--- start Supplied material ---

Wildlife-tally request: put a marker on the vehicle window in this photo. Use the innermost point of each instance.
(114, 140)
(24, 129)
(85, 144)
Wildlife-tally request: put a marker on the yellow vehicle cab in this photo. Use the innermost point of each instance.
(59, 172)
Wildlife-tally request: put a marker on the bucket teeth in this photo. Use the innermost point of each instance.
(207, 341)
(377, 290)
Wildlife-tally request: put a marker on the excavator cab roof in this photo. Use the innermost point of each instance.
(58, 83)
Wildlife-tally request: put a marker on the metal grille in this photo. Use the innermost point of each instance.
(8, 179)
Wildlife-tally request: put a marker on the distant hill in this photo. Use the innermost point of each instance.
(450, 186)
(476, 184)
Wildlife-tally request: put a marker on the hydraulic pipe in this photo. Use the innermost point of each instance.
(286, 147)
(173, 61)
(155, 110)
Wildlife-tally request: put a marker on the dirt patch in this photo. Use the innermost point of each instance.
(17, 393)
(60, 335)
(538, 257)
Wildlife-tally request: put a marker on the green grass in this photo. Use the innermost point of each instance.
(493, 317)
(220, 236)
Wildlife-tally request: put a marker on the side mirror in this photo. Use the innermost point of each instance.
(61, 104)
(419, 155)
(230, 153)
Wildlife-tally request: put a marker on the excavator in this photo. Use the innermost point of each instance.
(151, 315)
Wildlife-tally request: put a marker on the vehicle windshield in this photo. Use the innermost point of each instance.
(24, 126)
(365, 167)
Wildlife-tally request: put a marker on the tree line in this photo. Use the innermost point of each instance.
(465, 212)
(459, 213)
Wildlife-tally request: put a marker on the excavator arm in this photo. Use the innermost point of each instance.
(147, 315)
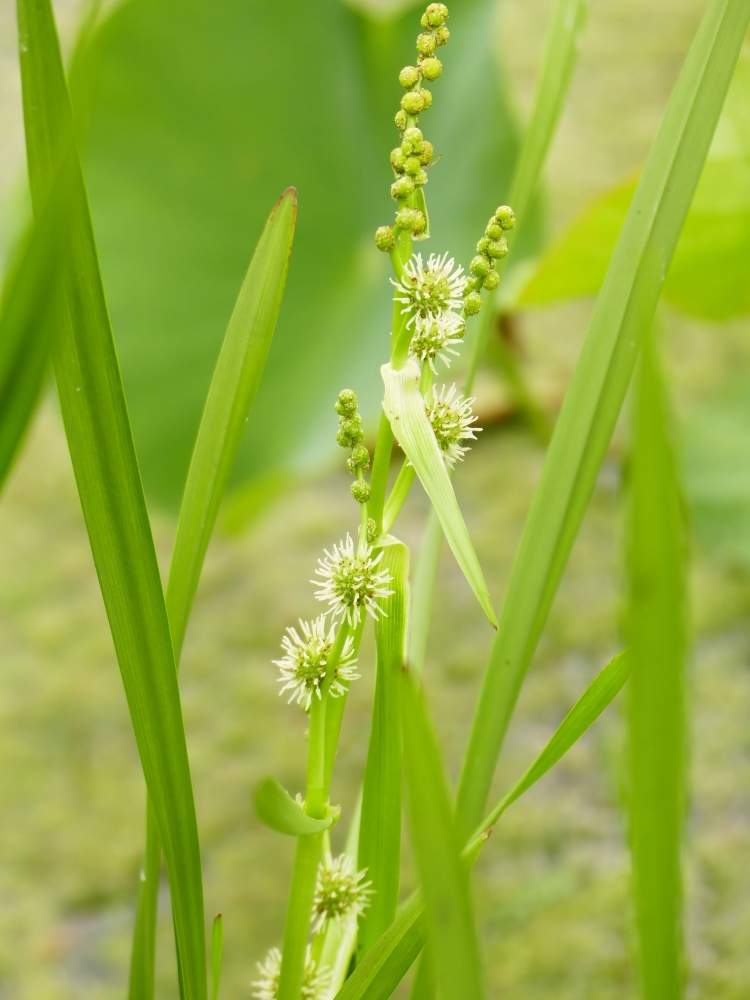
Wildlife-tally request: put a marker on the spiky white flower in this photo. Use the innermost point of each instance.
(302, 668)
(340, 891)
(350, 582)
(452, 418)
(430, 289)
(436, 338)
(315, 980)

--- end Supplied material ---
--- start Supplied material ---

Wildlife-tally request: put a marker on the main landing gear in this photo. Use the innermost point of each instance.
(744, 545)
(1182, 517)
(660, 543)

--- end Supplied material ---

**Set exercise**
List every line of the items above that contains the string "dirt". Matching is case-sensitive.

**Output of the exercise**
Wildlife-tally request: put a marker on the dirt patch in this photo. Use the innermost point of each instance.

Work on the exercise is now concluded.